Extracted text -
Ideal Adiabatic Analysis

Purpose of the ideal adiabatic analysis is to develop a tool, in this case a program, which provides information about the performance of a proposed Stirling Engine. The term adiabatic basically means in general "no heat transfer", for Stirling engines that refers to no transfer of heat in the compression and expansion space. The derivation of the needed differential equations ( yes calculus ) is an order of magnitude more difficult than for the equations related to the ideal isothermal analyis and so are the program and associated computer memory and computation time. But it is hoped that the produced results are significant closer to reality. Running the developed program can be done without having any mathematical background nor having detailed knowledge of the underlying physics. But is worthwhile to keep the following in mind.

The Stirling engines to be analyzed consist of five subspaces connected in linear fashion as shown in the Figure below. The cooler, regenerator, and heater space have constant volumes Vk, Vr, and Vh, respectively. Both, the compression and the expansion space , are each divided into a fixed clearance volume, Vclc and Vcle respectively, and a time-dependent volume which varies between 0 and their respective maxima, Vswc and Vswe. The precise variation of Vswc and Vswe during a complete cycle depends on the mechanical drives employed. Typical arrangements of the five subspace are shown below. For the alpha-type everything can be stacked into a single cyclinder. In the beta-type both the power piston and displacer are housed in a single cyclinder while in the gamma-type they occupy separate cyclinders. Delta-type engines cannot be analyzed under the assumption of adiabatic expansion and compression space because by the very function of these engines heat transfer is supposed to take place in these spaces.

Most commonly used arrangements

The following assumptions are basis of the ideal adibatic analysis :

  1. The engine turns at constant speed. Therefore, time and crank angle Θ are proportional to each other. The result of the analysis will among many other things produce a value for the net work of the proposed engine and a prescribed speed. If that value is positive you can use that power to motor whatever you have in mind. If it comes out negative your engine is useless at the given speed.

Extracted records -
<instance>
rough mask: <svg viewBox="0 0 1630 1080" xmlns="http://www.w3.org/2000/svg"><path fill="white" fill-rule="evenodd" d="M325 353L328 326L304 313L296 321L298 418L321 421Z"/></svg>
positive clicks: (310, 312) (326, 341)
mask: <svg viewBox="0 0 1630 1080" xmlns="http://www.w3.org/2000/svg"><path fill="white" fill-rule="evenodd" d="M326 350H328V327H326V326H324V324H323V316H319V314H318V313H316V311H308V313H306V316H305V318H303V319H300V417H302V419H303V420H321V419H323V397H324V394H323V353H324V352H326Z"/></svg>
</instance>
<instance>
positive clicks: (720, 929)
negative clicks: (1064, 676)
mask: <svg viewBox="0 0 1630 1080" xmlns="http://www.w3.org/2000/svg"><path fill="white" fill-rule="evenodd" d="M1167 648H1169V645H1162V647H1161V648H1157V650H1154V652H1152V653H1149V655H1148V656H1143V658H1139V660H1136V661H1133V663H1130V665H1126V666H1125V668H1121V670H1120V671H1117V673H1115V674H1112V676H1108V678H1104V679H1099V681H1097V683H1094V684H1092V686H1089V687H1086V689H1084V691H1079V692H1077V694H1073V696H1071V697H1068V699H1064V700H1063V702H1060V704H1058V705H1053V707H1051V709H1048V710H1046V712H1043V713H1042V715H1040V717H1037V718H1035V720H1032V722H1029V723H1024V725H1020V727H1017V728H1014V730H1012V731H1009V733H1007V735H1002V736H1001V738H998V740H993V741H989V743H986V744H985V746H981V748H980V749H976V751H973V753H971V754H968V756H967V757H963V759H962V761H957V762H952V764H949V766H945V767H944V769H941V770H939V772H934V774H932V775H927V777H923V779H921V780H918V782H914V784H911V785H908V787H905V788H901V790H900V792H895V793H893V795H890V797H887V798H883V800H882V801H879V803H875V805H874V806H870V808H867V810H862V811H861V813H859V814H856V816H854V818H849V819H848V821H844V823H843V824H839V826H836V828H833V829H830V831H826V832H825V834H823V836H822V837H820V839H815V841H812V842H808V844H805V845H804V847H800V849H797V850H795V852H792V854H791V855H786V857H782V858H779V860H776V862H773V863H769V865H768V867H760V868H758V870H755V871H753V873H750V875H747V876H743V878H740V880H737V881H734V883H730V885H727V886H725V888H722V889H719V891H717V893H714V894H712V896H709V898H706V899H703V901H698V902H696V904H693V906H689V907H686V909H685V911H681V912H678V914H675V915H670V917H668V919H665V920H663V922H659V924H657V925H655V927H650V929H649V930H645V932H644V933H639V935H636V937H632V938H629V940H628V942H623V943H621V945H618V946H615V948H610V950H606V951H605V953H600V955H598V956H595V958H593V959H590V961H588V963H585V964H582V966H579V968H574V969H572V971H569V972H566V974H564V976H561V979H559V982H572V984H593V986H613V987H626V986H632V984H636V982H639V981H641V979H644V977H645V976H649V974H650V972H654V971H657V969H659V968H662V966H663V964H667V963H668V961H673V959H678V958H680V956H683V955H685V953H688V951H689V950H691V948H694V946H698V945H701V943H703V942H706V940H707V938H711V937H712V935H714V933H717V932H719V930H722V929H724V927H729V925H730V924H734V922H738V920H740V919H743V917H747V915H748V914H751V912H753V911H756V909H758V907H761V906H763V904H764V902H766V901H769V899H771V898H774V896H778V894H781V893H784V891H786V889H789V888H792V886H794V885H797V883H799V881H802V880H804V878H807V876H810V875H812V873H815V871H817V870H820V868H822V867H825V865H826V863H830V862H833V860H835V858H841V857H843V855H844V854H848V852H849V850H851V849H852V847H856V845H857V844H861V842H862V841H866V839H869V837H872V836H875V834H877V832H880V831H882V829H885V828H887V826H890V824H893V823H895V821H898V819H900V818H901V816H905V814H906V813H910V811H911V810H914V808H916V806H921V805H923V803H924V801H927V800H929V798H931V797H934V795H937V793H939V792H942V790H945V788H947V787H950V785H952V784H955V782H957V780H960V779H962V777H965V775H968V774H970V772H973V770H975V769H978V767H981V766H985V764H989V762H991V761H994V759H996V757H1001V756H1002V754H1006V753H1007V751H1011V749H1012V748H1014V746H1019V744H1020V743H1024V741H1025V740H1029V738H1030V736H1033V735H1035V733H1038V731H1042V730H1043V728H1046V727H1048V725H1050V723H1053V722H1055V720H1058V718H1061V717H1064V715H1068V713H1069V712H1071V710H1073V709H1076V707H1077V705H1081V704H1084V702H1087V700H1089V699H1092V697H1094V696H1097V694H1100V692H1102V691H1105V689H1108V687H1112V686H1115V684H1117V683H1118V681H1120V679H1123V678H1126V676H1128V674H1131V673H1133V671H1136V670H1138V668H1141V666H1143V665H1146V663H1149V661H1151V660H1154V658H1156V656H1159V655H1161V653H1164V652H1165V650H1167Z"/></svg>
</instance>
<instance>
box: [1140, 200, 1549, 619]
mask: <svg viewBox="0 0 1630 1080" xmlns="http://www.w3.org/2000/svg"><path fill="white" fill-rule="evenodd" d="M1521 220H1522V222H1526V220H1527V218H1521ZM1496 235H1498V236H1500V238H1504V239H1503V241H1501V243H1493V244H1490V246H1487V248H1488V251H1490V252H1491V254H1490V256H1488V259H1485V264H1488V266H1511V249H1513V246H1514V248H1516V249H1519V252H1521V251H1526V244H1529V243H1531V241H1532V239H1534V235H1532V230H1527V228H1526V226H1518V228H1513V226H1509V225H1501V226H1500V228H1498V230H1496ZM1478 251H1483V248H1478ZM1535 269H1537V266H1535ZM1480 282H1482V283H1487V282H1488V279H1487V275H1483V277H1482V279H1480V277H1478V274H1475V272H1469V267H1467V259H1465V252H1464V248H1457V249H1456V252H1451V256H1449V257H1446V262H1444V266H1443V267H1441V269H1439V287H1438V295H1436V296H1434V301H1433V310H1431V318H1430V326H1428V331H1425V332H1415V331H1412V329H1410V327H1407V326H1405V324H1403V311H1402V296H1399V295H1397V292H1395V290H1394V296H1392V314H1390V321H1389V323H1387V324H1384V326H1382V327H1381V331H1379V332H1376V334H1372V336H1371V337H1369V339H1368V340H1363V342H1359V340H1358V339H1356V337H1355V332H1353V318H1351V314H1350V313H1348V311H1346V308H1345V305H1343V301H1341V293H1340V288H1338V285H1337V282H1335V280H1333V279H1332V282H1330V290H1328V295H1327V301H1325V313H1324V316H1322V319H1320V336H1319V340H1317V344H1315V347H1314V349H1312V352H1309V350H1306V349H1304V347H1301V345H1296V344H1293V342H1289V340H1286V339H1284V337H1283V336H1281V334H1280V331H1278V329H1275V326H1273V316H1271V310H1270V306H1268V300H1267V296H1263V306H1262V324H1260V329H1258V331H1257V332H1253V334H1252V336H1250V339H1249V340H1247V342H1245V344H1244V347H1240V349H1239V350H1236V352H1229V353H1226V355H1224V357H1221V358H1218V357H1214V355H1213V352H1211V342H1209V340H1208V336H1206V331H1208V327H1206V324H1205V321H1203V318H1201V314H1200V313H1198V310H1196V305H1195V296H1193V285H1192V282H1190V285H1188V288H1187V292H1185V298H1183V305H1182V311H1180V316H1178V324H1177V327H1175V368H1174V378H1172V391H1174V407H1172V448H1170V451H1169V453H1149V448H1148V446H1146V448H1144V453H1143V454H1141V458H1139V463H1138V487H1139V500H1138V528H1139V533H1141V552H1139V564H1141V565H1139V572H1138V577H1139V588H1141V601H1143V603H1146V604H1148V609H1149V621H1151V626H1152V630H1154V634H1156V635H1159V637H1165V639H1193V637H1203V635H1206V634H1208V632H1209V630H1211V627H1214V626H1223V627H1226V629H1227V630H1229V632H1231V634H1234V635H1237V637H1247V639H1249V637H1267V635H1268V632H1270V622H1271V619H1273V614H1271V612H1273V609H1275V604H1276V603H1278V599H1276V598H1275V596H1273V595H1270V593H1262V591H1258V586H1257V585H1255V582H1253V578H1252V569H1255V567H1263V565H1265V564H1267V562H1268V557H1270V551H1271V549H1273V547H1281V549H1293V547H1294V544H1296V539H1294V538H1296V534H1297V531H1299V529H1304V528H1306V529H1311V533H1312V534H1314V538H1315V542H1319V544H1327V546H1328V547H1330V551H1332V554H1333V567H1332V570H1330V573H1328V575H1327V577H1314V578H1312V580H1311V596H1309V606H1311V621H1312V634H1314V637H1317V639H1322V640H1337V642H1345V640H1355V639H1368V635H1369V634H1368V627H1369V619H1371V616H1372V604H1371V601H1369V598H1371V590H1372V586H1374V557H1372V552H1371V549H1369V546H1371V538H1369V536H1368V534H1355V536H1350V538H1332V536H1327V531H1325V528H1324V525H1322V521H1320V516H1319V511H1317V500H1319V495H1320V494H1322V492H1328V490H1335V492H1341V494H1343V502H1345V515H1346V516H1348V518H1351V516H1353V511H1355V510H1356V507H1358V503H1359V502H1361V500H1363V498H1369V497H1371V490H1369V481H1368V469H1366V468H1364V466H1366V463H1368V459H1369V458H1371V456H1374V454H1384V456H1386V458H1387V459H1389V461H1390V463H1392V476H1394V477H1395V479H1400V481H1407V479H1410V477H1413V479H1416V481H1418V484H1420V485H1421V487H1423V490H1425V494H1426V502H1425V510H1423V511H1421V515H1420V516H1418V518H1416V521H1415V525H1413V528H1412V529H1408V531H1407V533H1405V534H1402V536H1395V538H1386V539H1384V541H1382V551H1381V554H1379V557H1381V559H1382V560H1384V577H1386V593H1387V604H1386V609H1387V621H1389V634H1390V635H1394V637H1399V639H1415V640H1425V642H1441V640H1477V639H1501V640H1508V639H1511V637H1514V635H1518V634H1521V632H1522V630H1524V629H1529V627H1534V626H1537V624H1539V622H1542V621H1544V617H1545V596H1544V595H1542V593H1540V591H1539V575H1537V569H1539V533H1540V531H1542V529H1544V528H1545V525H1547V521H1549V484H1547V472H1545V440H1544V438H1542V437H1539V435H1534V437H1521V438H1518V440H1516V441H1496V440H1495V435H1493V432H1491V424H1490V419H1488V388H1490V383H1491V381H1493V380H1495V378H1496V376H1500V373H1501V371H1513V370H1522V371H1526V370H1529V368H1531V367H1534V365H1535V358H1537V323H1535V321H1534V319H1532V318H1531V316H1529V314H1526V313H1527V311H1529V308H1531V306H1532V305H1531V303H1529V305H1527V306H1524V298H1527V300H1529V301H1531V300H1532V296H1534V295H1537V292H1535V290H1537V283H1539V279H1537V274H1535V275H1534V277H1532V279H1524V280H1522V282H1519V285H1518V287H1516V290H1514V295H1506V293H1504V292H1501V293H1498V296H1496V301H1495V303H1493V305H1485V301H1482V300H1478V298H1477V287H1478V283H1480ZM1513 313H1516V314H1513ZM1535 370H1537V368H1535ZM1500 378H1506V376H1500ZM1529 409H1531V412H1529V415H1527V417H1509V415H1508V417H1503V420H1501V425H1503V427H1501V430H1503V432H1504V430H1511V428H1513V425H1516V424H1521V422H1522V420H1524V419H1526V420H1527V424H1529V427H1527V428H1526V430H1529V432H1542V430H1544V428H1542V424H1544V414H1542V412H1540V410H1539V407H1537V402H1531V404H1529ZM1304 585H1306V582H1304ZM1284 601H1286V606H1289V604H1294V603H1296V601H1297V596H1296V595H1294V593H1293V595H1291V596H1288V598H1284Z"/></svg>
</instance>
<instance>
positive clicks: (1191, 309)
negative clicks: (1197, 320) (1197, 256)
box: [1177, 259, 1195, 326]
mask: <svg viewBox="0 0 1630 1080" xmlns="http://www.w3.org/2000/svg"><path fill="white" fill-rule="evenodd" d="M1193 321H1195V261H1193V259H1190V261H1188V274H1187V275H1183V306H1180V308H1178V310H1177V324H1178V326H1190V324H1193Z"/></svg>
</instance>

Problem details -
Pick up the ideal adiabatic analysis text after its last sentence and keep writing it. The records have no part in this.

Exercise answer -
  2. Any pressure drops due to flow resistances and pressure differentials needed to accelerate the working gas are neglected. Hence, the pressure, p , has at a given instant the same value everywhere inside the engine and varies only with time. Correspondingly, kinetic energies of the working gas are neglected in the law of conservation of energy.

  3. Leakage of gas to the outside of the engine, including crank case, is assumed to be zero.

  4. Both, the compression and expansion space, volumes Vc and Ve, are adiabatic. This means that no heat gets exchanged in these two spaces between the gas and the surrounding walls nor with the piston/displacer surfaces. The temperature in these spaces is uniform but varies during a cycle due to changes in pressure, volume and gas coming from/leaving to the adjacent kooler and heater space, respectively.

  5. The temperature in the kooler space is uniform and constant in time. This demands extremely good heat transfer performance.

  6. The temperature in the heater space is uniform and constant in time. This demands extremely good heat transfer performance.

  7. The temperature in the regenerator varies linearly between the temperature in the heater section to that in the kooler section. It does not vary in time. Again, this demands extremely good heat transfer performance.

  8. An ideal gas with constant specific heats is used as working fluid.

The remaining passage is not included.